Antebellum Precedent
Throughout the antebellum era, state and federal courts treated the due process clauses synonymously with law of the land clauses.4 American constitutional innovations gave courts greater independence and denied legislatures many of the judicial powers traditionally exercised by Parliament. Due process of law guaranteed that the government could deprive someone of a right to life, liberty, or property only pursuant to standing law and traditional procedures. Moreover, those rights could ordinarily be denied only by an independent tribunal applying that law according to those procedures.5
American courts also held that due process was a limit on the legislature in two kinds of cases. First, the legislature could not authorize judicial procedures that did not meet the traditional level of protections for litigants. Second, due process restricted the legislature’s power to act like a court by effectively entering judgment against a particular party. Parliament had long exercised the power to enact special bills that operated like judicial decisions. Sir William Blackstone observed that such bills deprived specific parties of rights based on past conduct that may or may not have violated a previously enacted law.6 American constitutions deprived legislatures of this power.
Blackstone’s short treatise on the natural rights of individuals provided antebellum jurists with a comprehensive account of “life, liberty, and property.”7 The meaning of life was literal: “[I]t begins in contemplation of law as soon as an infant is able to stir in the mother’s womb.”8 Per Magna Carta, the government could not put someone to death without due process of law.

Excerpts from a point labeling dataset
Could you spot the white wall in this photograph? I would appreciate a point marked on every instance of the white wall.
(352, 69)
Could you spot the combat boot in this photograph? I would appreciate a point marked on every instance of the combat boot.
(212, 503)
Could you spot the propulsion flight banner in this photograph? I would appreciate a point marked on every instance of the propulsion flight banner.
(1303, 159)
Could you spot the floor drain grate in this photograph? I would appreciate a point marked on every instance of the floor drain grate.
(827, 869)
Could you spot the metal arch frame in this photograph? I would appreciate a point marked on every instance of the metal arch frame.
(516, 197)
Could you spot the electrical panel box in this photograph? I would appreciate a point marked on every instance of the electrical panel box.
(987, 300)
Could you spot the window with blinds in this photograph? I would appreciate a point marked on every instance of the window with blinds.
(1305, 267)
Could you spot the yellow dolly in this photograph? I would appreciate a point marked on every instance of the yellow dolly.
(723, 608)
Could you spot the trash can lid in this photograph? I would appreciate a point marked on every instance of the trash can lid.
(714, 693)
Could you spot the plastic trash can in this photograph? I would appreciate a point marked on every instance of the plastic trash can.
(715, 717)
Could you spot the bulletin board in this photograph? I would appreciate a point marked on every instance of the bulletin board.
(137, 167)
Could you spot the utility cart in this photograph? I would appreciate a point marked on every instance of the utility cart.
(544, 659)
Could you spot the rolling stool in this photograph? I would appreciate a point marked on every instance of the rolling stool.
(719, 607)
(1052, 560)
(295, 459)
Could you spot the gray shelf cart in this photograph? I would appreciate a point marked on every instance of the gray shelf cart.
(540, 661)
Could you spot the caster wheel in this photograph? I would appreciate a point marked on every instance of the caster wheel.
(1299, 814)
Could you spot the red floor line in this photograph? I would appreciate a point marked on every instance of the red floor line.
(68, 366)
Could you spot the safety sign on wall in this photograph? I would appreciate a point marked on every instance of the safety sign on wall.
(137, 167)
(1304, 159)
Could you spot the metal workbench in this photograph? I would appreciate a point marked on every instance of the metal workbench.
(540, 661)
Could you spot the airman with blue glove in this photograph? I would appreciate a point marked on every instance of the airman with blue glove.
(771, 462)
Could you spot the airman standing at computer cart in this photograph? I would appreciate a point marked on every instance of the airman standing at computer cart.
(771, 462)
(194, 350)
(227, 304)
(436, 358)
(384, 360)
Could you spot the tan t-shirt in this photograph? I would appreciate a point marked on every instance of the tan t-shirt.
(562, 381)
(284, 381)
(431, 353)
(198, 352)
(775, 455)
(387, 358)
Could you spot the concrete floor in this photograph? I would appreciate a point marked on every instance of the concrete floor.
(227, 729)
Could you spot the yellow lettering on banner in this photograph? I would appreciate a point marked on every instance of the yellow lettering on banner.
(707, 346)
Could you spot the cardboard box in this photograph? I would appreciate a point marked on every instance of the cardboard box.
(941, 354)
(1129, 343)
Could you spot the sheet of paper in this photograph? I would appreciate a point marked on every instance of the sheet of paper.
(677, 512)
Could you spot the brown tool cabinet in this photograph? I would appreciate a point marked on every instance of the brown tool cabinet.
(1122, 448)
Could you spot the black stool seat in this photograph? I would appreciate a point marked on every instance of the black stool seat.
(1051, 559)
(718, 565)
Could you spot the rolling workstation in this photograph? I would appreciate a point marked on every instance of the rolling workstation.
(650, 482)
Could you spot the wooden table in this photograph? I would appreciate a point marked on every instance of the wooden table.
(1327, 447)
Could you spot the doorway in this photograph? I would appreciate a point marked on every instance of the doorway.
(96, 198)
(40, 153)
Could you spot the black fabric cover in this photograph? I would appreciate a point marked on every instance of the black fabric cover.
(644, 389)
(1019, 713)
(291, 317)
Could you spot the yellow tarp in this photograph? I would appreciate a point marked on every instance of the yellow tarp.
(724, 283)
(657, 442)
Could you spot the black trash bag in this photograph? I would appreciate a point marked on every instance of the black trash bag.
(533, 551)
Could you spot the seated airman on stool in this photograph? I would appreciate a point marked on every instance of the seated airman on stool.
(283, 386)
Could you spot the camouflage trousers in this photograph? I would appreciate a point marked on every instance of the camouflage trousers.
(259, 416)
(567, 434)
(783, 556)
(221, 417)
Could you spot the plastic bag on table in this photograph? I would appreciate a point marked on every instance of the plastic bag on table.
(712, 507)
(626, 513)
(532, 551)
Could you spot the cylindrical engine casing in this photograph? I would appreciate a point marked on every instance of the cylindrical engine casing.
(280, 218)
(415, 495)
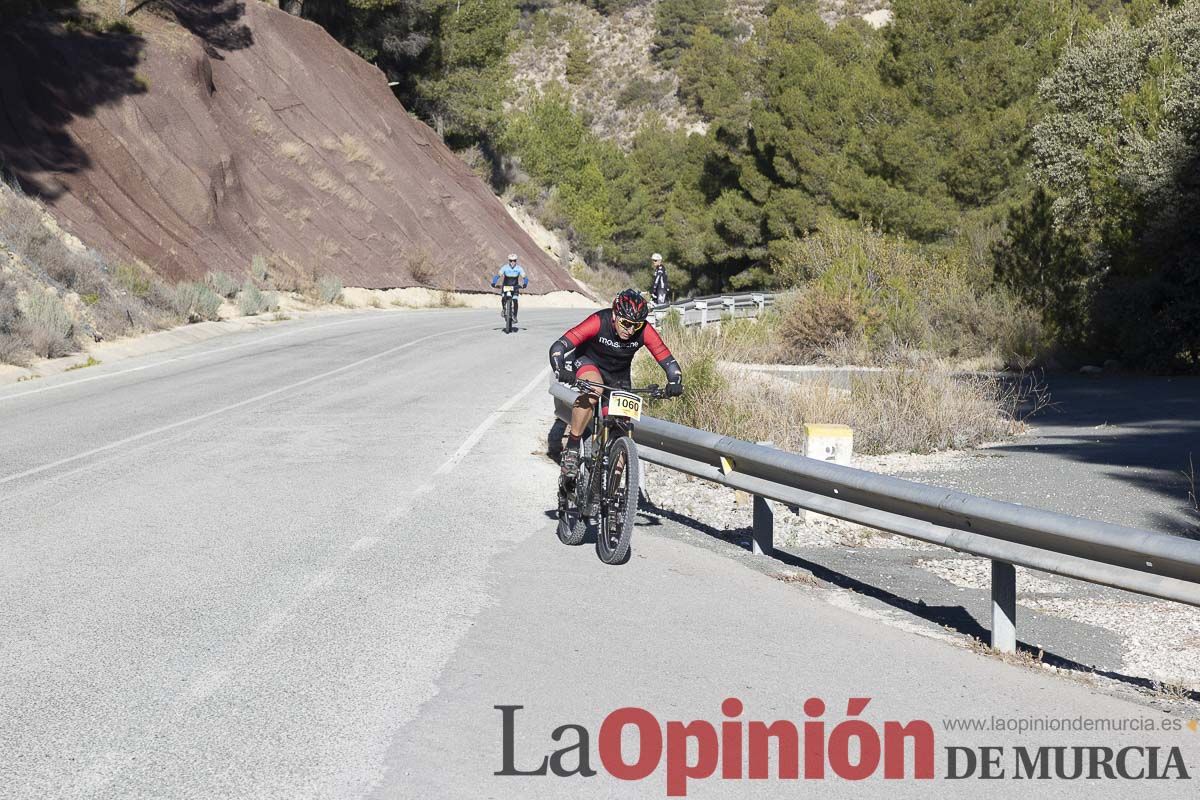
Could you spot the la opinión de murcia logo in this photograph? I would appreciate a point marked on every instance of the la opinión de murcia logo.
(851, 750)
(720, 747)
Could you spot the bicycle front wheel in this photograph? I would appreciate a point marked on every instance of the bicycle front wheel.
(619, 505)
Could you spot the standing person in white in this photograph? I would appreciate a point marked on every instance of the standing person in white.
(659, 288)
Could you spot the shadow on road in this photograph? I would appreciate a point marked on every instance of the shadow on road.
(1144, 428)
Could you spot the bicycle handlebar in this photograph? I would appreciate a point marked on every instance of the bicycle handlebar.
(653, 390)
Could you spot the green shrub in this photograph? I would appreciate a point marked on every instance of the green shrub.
(48, 325)
(643, 91)
(197, 302)
(814, 319)
(133, 280)
(579, 65)
(253, 301)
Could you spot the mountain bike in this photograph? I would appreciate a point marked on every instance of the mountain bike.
(605, 488)
(507, 298)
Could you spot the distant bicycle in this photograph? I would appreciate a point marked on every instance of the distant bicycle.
(510, 274)
(508, 304)
(604, 491)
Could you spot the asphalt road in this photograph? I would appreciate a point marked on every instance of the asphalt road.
(309, 561)
(1114, 447)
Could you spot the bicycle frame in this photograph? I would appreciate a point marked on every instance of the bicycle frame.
(604, 429)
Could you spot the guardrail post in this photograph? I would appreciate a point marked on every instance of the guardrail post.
(1003, 606)
(763, 527)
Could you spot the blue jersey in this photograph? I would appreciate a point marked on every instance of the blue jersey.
(511, 274)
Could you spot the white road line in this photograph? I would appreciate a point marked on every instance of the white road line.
(183, 358)
(478, 433)
(223, 409)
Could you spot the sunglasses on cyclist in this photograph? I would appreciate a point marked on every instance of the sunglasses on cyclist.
(629, 325)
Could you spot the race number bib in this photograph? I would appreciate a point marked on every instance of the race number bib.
(625, 404)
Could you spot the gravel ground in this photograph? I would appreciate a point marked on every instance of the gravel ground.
(1133, 621)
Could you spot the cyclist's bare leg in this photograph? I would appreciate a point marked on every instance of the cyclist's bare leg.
(582, 411)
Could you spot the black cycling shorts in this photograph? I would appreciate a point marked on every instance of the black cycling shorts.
(621, 380)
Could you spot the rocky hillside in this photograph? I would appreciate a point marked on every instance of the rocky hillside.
(201, 134)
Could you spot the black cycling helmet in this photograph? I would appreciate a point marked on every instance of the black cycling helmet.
(631, 306)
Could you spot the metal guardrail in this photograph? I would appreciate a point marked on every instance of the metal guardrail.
(702, 311)
(1144, 561)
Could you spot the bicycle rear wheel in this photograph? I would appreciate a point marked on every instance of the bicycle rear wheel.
(619, 505)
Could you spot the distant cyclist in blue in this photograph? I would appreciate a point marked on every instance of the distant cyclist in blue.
(511, 272)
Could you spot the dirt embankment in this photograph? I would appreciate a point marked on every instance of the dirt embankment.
(219, 131)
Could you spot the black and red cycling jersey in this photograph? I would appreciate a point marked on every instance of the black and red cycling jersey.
(595, 341)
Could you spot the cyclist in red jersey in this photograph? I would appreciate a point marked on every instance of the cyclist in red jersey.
(601, 349)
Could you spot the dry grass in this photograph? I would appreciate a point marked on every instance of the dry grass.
(604, 281)
(51, 269)
(197, 302)
(297, 151)
(48, 326)
(329, 289)
(355, 151)
(299, 216)
(421, 268)
(329, 184)
(919, 409)
(222, 283)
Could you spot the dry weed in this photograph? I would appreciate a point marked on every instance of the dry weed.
(297, 151)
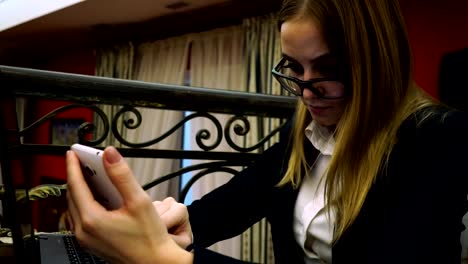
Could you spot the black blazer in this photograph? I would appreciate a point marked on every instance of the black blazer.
(412, 213)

■ **GOAL OF THE EXERCISE**:
In the text on antebellum precedent, what kind of clauses did state and federal courts treat as synonymous with the due process clauses?

■ **SOLUTION FOR THIS TASK**:
Law of the land clauses.